● SUPPLIED DATA
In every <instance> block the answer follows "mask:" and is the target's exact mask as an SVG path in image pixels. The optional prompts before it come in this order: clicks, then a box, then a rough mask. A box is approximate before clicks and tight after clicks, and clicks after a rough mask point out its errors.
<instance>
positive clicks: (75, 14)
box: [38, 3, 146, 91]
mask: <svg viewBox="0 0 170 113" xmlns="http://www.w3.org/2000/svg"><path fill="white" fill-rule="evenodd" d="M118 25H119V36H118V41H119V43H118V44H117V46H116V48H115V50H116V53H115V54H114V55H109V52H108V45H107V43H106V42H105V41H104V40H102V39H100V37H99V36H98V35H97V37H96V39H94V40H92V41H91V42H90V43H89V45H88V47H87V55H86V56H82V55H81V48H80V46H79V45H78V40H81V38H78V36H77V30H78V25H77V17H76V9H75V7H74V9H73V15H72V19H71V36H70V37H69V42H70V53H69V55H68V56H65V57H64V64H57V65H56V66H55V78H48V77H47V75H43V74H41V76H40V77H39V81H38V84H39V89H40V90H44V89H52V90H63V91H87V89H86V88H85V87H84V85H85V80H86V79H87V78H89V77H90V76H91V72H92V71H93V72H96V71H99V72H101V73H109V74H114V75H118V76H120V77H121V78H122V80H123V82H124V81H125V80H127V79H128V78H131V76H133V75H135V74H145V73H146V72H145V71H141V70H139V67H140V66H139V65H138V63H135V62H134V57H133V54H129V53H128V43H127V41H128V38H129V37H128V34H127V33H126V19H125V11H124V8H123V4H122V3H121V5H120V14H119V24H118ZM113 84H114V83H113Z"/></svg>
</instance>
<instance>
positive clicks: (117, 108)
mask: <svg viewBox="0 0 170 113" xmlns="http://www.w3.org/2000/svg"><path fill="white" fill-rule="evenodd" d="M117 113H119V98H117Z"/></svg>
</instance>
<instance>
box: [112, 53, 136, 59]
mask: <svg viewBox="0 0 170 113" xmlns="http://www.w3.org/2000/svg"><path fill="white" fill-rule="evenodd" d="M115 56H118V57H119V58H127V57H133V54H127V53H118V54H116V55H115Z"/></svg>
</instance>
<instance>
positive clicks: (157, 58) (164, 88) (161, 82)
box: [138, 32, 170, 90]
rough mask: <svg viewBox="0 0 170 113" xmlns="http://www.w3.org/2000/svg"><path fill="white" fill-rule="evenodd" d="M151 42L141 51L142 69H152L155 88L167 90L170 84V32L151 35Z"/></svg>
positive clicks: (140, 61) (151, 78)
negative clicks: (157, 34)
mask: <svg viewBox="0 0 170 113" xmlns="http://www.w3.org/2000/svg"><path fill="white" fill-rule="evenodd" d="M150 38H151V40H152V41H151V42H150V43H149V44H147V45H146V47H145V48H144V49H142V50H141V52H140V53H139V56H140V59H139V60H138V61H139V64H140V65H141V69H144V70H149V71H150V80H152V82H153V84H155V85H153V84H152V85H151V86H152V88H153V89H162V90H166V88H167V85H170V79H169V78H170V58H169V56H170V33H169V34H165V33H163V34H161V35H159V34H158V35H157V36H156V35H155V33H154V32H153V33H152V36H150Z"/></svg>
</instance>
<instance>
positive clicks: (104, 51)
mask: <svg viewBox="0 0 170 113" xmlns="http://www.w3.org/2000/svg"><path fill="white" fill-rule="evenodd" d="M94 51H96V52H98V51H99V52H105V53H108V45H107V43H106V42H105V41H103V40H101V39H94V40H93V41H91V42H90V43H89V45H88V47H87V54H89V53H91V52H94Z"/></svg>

● TASK REQUIREMENTS
Where a line of the data includes the string "rough", list that line.

● TASK RESULT
In every <instance> block the answer follows "mask:" and is the target's exact mask as an SVG path in image pixels. The optional prompts before it come in this order: clicks, then a box, then a rough mask. A box is approximate before clicks and tight after clicks, and clicks after a rough mask point out its errors.
rough mask: <svg viewBox="0 0 170 113" xmlns="http://www.w3.org/2000/svg"><path fill="white" fill-rule="evenodd" d="M151 42L141 51L142 69H152L155 88L167 90L170 84V32L151 35Z"/></svg>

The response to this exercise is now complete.